## Work instructions
Find every line in the listing below that contains the string "suit", matching case exactly, and copy each of those lines out in full.

** begin Input for this task **

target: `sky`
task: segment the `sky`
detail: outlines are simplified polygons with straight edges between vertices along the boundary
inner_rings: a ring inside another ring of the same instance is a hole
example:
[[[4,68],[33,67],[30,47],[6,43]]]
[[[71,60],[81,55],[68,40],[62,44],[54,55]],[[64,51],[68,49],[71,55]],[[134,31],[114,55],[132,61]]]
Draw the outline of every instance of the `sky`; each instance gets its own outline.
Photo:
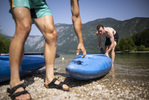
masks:
[[[54,24],[72,24],[70,0],[46,0],[52,11]],[[127,20],[134,17],[149,18],[149,0],[79,0],[82,23],[100,18]],[[15,23],[9,13],[9,0],[0,3],[0,30],[9,36],[15,33]],[[42,35],[36,26],[32,25],[30,35]]]

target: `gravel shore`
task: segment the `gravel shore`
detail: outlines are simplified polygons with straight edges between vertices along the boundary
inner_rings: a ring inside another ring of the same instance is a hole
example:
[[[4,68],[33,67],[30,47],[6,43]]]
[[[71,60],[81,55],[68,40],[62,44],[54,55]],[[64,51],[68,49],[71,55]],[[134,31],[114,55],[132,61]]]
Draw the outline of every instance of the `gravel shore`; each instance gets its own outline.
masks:
[[[118,65],[115,65],[118,66]],[[33,100],[149,100],[149,82],[127,80],[120,73],[111,70],[106,76],[80,81],[55,68],[55,77],[70,86],[70,91],[47,89],[44,87],[45,69],[22,78],[22,83]],[[0,100],[10,100],[6,89],[9,83],[1,83]]]

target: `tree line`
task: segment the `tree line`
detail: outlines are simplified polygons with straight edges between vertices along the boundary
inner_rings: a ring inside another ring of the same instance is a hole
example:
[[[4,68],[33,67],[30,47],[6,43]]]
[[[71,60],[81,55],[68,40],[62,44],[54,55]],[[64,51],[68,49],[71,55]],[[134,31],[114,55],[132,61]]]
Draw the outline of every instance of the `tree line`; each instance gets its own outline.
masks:
[[[149,51],[149,29],[122,38],[116,46],[116,51]]]

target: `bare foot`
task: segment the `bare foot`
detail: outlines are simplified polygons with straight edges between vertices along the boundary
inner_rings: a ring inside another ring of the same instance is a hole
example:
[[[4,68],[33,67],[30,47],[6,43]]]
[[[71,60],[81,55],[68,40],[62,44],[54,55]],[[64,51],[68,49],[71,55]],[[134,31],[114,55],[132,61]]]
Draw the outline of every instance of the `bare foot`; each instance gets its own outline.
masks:
[[[11,85],[10,85],[10,86],[11,86]],[[19,84],[16,85],[16,86],[13,86],[12,88],[9,89],[10,91],[14,90],[14,93],[12,93],[12,94],[10,93],[11,97],[13,97],[16,93],[25,91],[24,87],[23,87],[21,84],[20,84],[19,87],[17,87],[17,86],[19,86]],[[31,100],[31,96],[30,96],[30,94],[29,94],[28,92],[26,92],[25,94],[22,93],[22,94],[19,95],[19,96],[15,96],[14,99],[15,99],[15,100]]]

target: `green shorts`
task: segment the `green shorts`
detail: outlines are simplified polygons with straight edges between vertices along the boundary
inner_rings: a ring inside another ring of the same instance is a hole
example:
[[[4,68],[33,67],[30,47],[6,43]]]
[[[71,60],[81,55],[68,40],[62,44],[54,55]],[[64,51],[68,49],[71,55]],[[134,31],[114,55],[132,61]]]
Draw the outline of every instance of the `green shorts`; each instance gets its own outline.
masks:
[[[45,15],[51,15],[52,13],[47,6],[45,0],[9,0],[10,2],[10,13],[15,7],[26,7],[31,12],[32,18],[40,18]]]

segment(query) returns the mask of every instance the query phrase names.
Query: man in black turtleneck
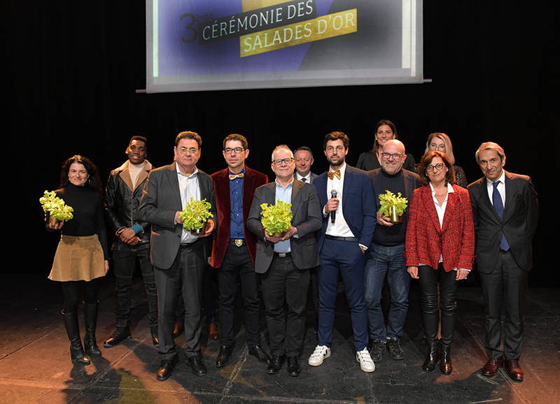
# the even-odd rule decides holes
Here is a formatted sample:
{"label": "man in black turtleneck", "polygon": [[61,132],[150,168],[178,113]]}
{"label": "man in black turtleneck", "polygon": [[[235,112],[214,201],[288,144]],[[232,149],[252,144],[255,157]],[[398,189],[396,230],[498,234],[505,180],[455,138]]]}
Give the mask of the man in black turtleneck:
{"label": "man in black turtleneck", "polygon": [[[377,226],[366,254],[364,271],[368,327],[374,362],[380,362],[387,349],[393,359],[405,357],[400,347],[400,337],[408,311],[408,289],[411,280],[405,265],[404,255],[408,212],[405,212],[402,223],[391,223],[388,217],[379,213],[379,196],[387,191],[395,195],[400,192],[410,201],[412,192],[421,185],[421,181],[417,174],[402,168],[406,158],[405,145],[396,139],[388,140],[383,146],[382,168],[368,172],[373,182],[377,205]],[[381,308],[382,289],[386,275],[391,296],[386,328]]]}

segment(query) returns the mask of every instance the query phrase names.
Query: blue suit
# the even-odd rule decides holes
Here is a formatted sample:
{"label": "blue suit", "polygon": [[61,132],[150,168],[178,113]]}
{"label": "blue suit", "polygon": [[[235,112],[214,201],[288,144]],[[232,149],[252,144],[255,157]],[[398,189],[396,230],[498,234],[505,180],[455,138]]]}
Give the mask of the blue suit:
{"label": "blue suit", "polygon": [[[327,195],[326,173],[313,181],[321,211],[324,212],[330,196]],[[368,315],[363,288],[364,254],[359,245],[370,246],[377,222],[375,200],[371,180],[365,171],[346,166],[342,187],[342,212],[358,241],[326,238],[330,216],[323,217],[323,228],[317,234],[321,257],[318,273],[319,289],[318,345],[330,347],[335,322],[337,282],[340,273],[350,306],[354,347],[361,351],[368,347]]]}

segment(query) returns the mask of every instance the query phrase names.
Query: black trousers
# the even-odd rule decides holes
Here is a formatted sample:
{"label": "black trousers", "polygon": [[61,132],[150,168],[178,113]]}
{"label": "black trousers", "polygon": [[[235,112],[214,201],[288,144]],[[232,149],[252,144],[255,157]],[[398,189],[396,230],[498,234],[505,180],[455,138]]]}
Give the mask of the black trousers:
{"label": "black trousers", "polygon": [[185,354],[187,357],[200,355],[200,307],[202,299],[202,279],[204,275],[204,247],[202,240],[181,246],[175,261],[169,269],[154,267],[158,288],[160,358],[172,359],[177,355],[173,339],[175,306],[179,290],[185,305]]}
{"label": "black trousers", "polygon": [[[268,270],[260,275],[273,355],[297,356],[302,352],[310,276],[309,270],[296,268],[290,256],[279,258],[276,254]],[[286,317],[284,303],[288,306]]]}
{"label": "black trousers", "polygon": [[[480,273],[484,301],[486,353],[491,359],[519,360],[523,348],[523,306],[527,275],[517,265],[513,253],[500,250],[496,268]],[[501,348],[502,307],[505,308],[503,349]]]}
{"label": "black trousers", "polygon": [[83,291],[83,302],[86,304],[97,303],[97,289],[99,278],[85,280],[70,280],[61,282],[62,294],[64,296],[64,314],[71,313],[78,310],[80,303],[80,292]]}
{"label": "black trousers", "polygon": [[228,245],[222,266],[218,269],[220,291],[220,345],[231,347],[233,343],[233,315],[237,277],[245,312],[245,333],[250,347],[260,345],[259,334],[258,275],[247,245]]}
{"label": "black trousers", "polygon": [[457,273],[445,272],[440,263],[438,269],[427,265],[418,267],[420,283],[420,295],[422,299],[422,319],[424,322],[424,334],[428,343],[435,342],[438,338],[438,326],[440,324],[438,310],[438,283],[440,284],[439,306],[442,310],[442,347],[450,347],[455,333],[455,315],[457,308]]}

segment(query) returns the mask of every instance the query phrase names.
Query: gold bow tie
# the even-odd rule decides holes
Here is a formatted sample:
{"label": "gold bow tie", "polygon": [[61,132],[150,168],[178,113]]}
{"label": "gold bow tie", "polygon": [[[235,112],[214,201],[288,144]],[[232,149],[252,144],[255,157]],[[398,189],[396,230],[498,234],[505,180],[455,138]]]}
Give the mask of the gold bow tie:
{"label": "gold bow tie", "polygon": [[239,174],[230,174],[230,181],[233,181],[235,178],[243,178],[243,173]]}
{"label": "gold bow tie", "polygon": [[334,180],[335,179],[335,175],[336,175],[337,178],[338,178],[340,180],[340,170],[337,170],[336,171],[329,171],[328,173],[327,173],[327,175],[328,175],[328,178],[330,178],[331,180]]}

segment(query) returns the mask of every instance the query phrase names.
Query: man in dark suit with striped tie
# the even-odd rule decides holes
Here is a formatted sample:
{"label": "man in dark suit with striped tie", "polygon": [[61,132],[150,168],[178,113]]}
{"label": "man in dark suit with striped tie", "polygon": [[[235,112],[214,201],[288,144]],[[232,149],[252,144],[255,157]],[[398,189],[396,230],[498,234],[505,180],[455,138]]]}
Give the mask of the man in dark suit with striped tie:
{"label": "man in dark suit with striped tie", "polygon": [[[531,239],[537,228],[538,202],[531,178],[503,169],[505,154],[486,142],[476,152],[484,177],[468,186],[477,236],[476,263],[484,301],[486,352],[482,368],[493,376],[505,365],[512,380],[523,380],[519,360],[523,345],[523,303],[532,267]],[[500,347],[502,306],[505,339]]]}

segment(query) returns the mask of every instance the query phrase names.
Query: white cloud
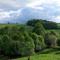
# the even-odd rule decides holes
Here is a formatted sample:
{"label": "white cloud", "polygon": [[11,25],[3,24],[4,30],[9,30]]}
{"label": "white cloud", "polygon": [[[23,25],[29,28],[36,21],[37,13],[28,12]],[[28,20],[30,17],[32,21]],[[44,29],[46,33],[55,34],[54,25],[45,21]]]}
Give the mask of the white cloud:
{"label": "white cloud", "polygon": [[21,10],[22,9],[19,9],[17,11],[2,11],[0,12],[0,20],[2,19],[8,19],[8,18],[15,18],[15,17],[18,17],[21,15]]}

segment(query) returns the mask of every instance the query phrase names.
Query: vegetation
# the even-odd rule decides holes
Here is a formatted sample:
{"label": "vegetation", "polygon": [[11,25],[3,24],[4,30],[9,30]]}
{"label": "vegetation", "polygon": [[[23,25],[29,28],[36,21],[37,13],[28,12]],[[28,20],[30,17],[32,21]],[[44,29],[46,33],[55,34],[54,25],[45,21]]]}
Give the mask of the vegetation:
{"label": "vegetation", "polygon": [[1,24],[0,26],[2,26],[0,27],[0,55],[23,57],[42,53],[48,48],[60,50],[60,31],[58,31],[60,28],[55,22],[33,19],[25,25]]}

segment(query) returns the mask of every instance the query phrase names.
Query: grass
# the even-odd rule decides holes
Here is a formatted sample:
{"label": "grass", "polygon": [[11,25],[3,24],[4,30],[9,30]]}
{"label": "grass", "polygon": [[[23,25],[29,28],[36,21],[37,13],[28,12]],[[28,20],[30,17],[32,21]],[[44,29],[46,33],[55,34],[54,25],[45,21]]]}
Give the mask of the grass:
{"label": "grass", "polygon": [[[17,59],[12,59],[12,60],[28,60],[28,57],[23,57],[23,58],[17,58]],[[60,55],[59,54],[40,54],[40,55],[35,55],[31,56],[30,60],[60,60]]]}
{"label": "grass", "polygon": [[[28,57],[16,58],[12,60],[28,60]],[[46,49],[39,54],[30,56],[30,60],[60,60],[60,50]]]}

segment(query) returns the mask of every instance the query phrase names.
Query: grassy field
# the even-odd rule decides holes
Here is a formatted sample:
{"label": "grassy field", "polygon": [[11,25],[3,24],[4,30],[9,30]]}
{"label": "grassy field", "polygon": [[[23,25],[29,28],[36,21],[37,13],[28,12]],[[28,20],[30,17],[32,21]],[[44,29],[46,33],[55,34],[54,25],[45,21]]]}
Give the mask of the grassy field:
{"label": "grassy field", "polygon": [[[28,57],[16,58],[12,60],[28,60]],[[60,60],[60,50],[46,49],[39,54],[30,56],[30,60]]]}
{"label": "grassy field", "polygon": [[[23,57],[23,58],[17,58],[17,59],[12,59],[12,60],[28,60],[28,57]],[[35,55],[31,56],[30,60],[60,60],[60,55],[59,54],[40,54],[40,55]]]}

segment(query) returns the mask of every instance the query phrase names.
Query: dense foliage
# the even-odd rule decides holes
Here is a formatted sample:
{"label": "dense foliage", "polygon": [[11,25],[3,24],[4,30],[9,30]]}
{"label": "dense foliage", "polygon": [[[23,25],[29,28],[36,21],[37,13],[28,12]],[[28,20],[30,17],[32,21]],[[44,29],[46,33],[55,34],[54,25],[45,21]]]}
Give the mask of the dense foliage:
{"label": "dense foliage", "polygon": [[48,47],[60,46],[59,34],[46,30],[56,28],[57,23],[41,19],[30,20],[26,26],[0,28],[0,53],[8,56],[27,56]]}

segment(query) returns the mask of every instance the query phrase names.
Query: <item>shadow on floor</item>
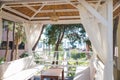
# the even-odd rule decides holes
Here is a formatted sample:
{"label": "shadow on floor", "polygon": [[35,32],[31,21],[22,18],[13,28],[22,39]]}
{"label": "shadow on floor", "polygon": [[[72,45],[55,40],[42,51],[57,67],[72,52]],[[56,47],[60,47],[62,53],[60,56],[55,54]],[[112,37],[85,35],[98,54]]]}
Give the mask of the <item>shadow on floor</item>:
{"label": "shadow on floor", "polygon": [[90,68],[79,67],[73,80],[90,80]]}

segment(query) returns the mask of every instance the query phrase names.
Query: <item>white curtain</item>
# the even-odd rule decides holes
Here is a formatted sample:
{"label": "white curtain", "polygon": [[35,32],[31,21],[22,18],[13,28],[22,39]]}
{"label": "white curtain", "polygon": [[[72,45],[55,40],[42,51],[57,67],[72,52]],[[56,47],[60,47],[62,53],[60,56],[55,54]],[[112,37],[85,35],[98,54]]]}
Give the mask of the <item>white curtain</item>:
{"label": "white curtain", "polygon": [[2,40],[2,12],[0,11],[0,43]]}
{"label": "white curtain", "polygon": [[23,23],[27,37],[27,48],[29,54],[32,54],[32,48],[35,45],[41,33],[43,24],[40,23]]}
{"label": "white curtain", "polygon": [[[112,80],[112,61],[110,61],[109,54],[111,54],[112,43],[109,43],[111,36],[108,31],[108,26],[103,26],[98,23],[96,18],[90,14],[82,5],[78,5],[81,23],[83,24],[89,39],[94,47],[93,52],[96,53],[99,58],[104,63],[104,71],[103,73],[99,73],[98,76],[101,78],[97,78],[96,80]],[[106,8],[103,8],[106,10]],[[102,10],[102,9],[101,9]],[[106,12],[106,11],[105,11]],[[106,14],[106,13],[105,13]],[[105,17],[106,15],[104,15]],[[112,60],[112,59],[111,59]],[[98,71],[99,72],[99,71]],[[109,76],[110,75],[110,76]]]}

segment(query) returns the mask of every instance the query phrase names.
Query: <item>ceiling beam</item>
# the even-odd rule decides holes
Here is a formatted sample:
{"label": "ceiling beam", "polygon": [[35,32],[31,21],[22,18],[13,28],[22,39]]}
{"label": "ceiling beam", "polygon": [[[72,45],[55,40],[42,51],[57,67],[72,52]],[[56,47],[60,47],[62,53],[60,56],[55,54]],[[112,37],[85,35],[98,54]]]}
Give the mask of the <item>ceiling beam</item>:
{"label": "ceiling beam", "polygon": [[96,4],[96,6],[95,6],[95,9],[96,9],[96,10],[98,9],[101,1],[102,1],[102,0],[99,0],[98,3]]}
{"label": "ceiling beam", "polygon": [[39,13],[44,6],[45,6],[45,4],[43,4],[43,5],[34,13],[34,15],[30,18],[30,20],[33,19],[34,16],[35,16],[37,13]]}
{"label": "ceiling beam", "polygon": [[107,20],[101,16],[88,2],[85,0],[79,0],[80,3],[93,15],[95,16],[103,25],[108,26]]}
{"label": "ceiling beam", "polygon": [[80,20],[58,20],[57,22],[51,20],[41,20],[41,21],[32,21],[34,23],[43,23],[43,24],[80,24]]}
{"label": "ceiling beam", "polygon": [[24,14],[22,14],[22,13],[20,13],[20,12],[16,11],[16,10],[12,9],[12,8],[9,8],[9,7],[4,7],[4,8],[5,8],[6,10],[8,10],[8,11],[12,11],[12,12],[14,12],[14,13],[18,14],[18,15],[21,15],[21,16],[23,16],[23,17],[27,18],[27,19],[30,19],[30,17],[29,17],[29,16],[26,16],[26,15],[24,15]]}
{"label": "ceiling beam", "polygon": [[23,4],[24,6],[26,6],[27,8],[29,8],[30,10],[32,10],[33,12],[36,12],[37,10],[35,10],[33,7],[29,6],[29,5],[26,5],[26,4]]}
{"label": "ceiling beam", "polygon": [[11,3],[36,3],[36,2],[43,2],[43,3],[47,3],[47,2],[61,2],[61,1],[65,1],[65,0],[1,0],[1,2],[3,2],[4,4],[11,4]]}
{"label": "ceiling beam", "polygon": [[[80,18],[80,16],[60,16],[59,19],[64,18]],[[50,17],[34,17],[33,19],[50,19]]]}
{"label": "ceiling beam", "polygon": [[[71,11],[78,11],[77,9],[61,9],[61,10],[55,10],[55,12],[71,12]],[[39,13],[47,13],[47,12],[53,12],[53,10],[41,10]]]}

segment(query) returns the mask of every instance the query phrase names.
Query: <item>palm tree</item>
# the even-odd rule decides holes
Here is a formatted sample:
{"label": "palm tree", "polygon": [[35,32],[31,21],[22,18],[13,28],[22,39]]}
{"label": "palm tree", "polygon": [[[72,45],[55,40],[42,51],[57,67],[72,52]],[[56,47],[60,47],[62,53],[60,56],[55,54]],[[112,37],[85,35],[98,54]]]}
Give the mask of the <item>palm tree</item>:
{"label": "palm tree", "polygon": [[9,32],[12,31],[13,23],[11,21],[4,20],[4,27],[6,27],[7,36],[6,36],[6,52],[5,52],[5,61],[7,61],[9,55]]}
{"label": "palm tree", "polygon": [[[62,39],[67,37],[71,43],[81,39],[80,29],[83,29],[82,24],[57,24],[57,25],[46,25],[45,36],[46,41],[50,45],[55,45],[55,51],[58,51]],[[54,53],[54,58],[58,60],[58,53]],[[53,62],[54,63],[54,62]],[[58,62],[56,62],[58,63]]]}

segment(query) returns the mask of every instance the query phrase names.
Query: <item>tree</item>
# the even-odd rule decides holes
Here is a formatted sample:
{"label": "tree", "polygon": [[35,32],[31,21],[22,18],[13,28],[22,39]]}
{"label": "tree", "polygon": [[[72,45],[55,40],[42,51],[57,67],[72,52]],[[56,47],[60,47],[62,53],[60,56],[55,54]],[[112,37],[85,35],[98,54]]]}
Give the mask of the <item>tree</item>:
{"label": "tree", "polygon": [[9,32],[13,29],[13,23],[11,21],[4,20],[3,21],[4,27],[6,28],[6,52],[5,52],[5,61],[7,61],[9,55]]}
{"label": "tree", "polygon": [[[47,43],[55,45],[54,51],[58,51],[58,47],[64,37],[68,38],[73,44],[75,41],[81,42],[86,33],[82,24],[49,24],[46,25],[44,34]],[[54,57],[58,59],[58,53],[55,52]]]}
{"label": "tree", "polygon": [[15,27],[15,55],[14,55],[14,59],[18,58],[18,48],[19,48],[19,44],[21,42],[25,43],[26,41],[26,36],[25,36],[25,30],[24,27],[20,24],[20,23],[16,23],[16,27]]}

** end Input for this task **

## Exercise answer
Query: blue suit
{"label": "blue suit", "polygon": [[61,132],[150,168],[178,113]]}
{"label": "blue suit", "polygon": [[[235,112],[214,201],[288,144]],[[232,149],[252,144],[255,157]],[[398,189],[396,230],[498,234],[505,180],[455,138]]]}
Give the mask of the blue suit:
{"label": "blue suit", "polygon": [[[327,195],[326,173],[313,181],[321,211],[324,212],[330,196]],[[368,315],[363,288],[364,254],[359,245],[370,246],[377,222],[375,200],[371,180],[365,171],[346,166],[342,187],[342,212],[358,241],[326,238],[330,216],[323,217],[323,228],[317,234],[321,257],[318,273],[319,289],[318,345],[330,347],[335,322],[337,282],[340,273],[350,306],[354,347],[361,351],[368,347]]]}
Query: man in dark suit with striped tie
{"label": "man in dark suit with striped tie", "polygon": [[61,132],[150,168],[178,113]]}
{"label": "man in dark suit with striped tie", "polygon": [[[235,112],[214,201],[288,144]],[[232,149],[252,144],[255,157]],[[398,189],[396,230],[498,234],[505,180],[455,138]]]}
Give the mask of the man in dark suit with striped tie:
{"label": "man in dark suit with striped tie", "polygon": [[[531,239],[537,228],[538,202],[531,178],[503,169],[505,154],[486,142],[476,152],[484,177],[468,186],[477,236],[476,263],[484,301],[486,352],[482,368],[493,376],[505,365],[512,380],[523,380],[519,360],[523,345],[523,303],[532,267]],[[500,347],[502,306],[505,339]]]}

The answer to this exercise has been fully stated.